◆ **Exercise material**:
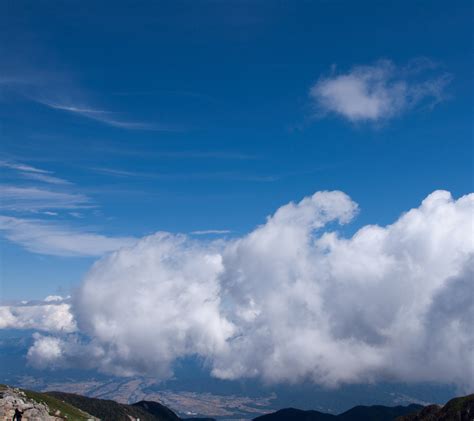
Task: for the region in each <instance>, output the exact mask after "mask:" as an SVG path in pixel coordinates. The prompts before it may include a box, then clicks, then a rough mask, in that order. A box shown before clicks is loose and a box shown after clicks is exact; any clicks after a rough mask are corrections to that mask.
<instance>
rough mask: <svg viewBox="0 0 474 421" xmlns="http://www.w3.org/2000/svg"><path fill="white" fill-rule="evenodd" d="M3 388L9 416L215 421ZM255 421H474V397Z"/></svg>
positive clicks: (163, 407) (130, 420)
mask: <svg viewBox="0 0 474 421" xmlns="http://www.w3.org/2000/svg"><path fill="white" fill-rule="evenodd" d="M0 386H1V387H0V413H2V414H7V415H8V416H9V414H10V413H11V412H12V411H14V409H15V408H14V406H15V405H14V403H15V402H17V404H16V405H17V407H18V405H20V404H21V405H23V406H24V407H25V408H30V409H29V410H30V411H36V412H38V413H39V412H41V411H43V412H44V413H45V414H46V415H45V416H46V418H47V414H48V413H49V414H54V416H55V417H56V418H55V419H64V420H70V421H74V420H75V421H85V420H90V419H92V417H95V418H94V419H97V420H101V421H131V420H133V421H136V420H138V419H139V420H140V421H181V420H188V421H215V420H214V419H213V418H180V417H179V416H178V415H176V414H175V413H174V412H173V411H172V410H171V409H169V408H167V407H166V406H164V405H162V404H160V403H158V402H154V401H140V402H137V403H134V404H132V405H127V404H121V403H118V402H115V401H112V400H105V399H97V398H89V397H86V396H81V395H76V394H73V393H63V392H46V393H40V392H33V391H28V390H22V389H17V388H12V387H10V386H5V385H0ZM2 402H3V403H2ZM18 402H19V403H18ZM12 405H13V406H12ZM31 408H32V409H31ZM45 411H46V412H45ZM40 418H41V417H40ZM46 418H41V419H46ZM254 421H474V394H472V395H468V396H464V397H459V398H455V399H451V400H450V401H449V402H448V403H446V405H444V406H440V405H429V406H426V407H423V406H420V405H414V404H412V405H408V406H395V407H389V406H381V405H374V406H356V407H354V408H352V409H349V410H348V411H346V412H344V413H342V414H339V415H333V414H326V413H323V412H319V411H312V410H309V411H304V410H301V409H295V408H285V409H281V410H279V411H276V412H273V413H270V414H266V415H262V416H259V417H257V418H254Z"/></svg>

◆ **What needs to be done**: Substitute "coarse mask" for every occurrence of "rough mask" in the records, leaving everything else unchanged and omitting the pictures from your answer.

◆ **Problem solution**:
Task: for the region in each <instance>, output the exact mask after "mask:" as an SVG path in pixel coordinates. The prompts before it may include a box, then clicks, then a coarse mask, in that order. A box shown before clicks is loose and a box shown after clicks is exact; any clicks after a coarse mask are corrections to that mask.
<instance>
coarse mask: <svg viewBox="0 0 474 421" xmlns="http://www.w3.org/2000/svg"><path fill="white" fill-rule="evenodd" d="M3 388L9 416L215 421ZM255 421H474V397Z"/></svg>
positive clicks: (163, 407) (130, 420)
mask: <svg viewBox="0 0 474 421" xmlns="http://www.w3.org/2000/svg"><path fill="white" fill-rule="evenodd" d="M0 386H1V387H0V413H2V414H7V415H8V416H9V414H10V413H11V412H12V411H14V409H15V408H14V406H15V405H14V403H15V402H17V404H16V405H17V407H18V405H20V404H21V405H23V406H24V407H25V408H30V409H29V410H30V411H36V412H38V413H39V412H41V411H43V412H44V413H45V414H46V415H45V416H46V418H47V414H48V413H49V414H54V416H55V417H56V418H55V419H64V420H70V421H74V420H75V421H85V420H90V419H92V417H95V418H94V419H97V420H101V421H131V420H133V421H136V420H138V419H139V420H140V421H181V420H188V421H215V420H214V419H213V418H180V417H179V416H178V415H176V414H175V413H174V412H173V411H172V410H171V409H169V408H167V407H166V406H164V405H162V404H160V403H158V402H154V401H140V402H137V403H134V404H132V405H127V404H121V403H118V402H115V401H112V400H105V399H97V398H89V397H86V396H81V395H76V394H73V393H63V392H46V393H40V392H33V391H28V390H22V389H17V388H12V387H10V386H5V385H0ZM2 402H3V403H2ZM18 402H19V403H18ZM12 405H13V406H12ZM31 408H32V409H31ZM45 411H46V412H45ZM40 418H41V417H40ZM46 418H41V419H46ZM254 421H474V394H472V395H468V396H464V397H459V398H455V399H451V400H450V401H449V402H448V403H446V405H444V406H440V405H429V406H426V407H423V406H420V405H414V404H412V405H408V406H395V407H389V406H381V405H374V406H356V407H354V408H352V409H349V410H348V411H346V412H344V413H342V414H339V415H333V414H326V413H323V412H319V411H312V410H309V411H304V410H301V409H295V408H285V409H281V410H279V411H276V412H273V413H270V414H266V415H262V416H259V417H257V418H254Z"/></svg>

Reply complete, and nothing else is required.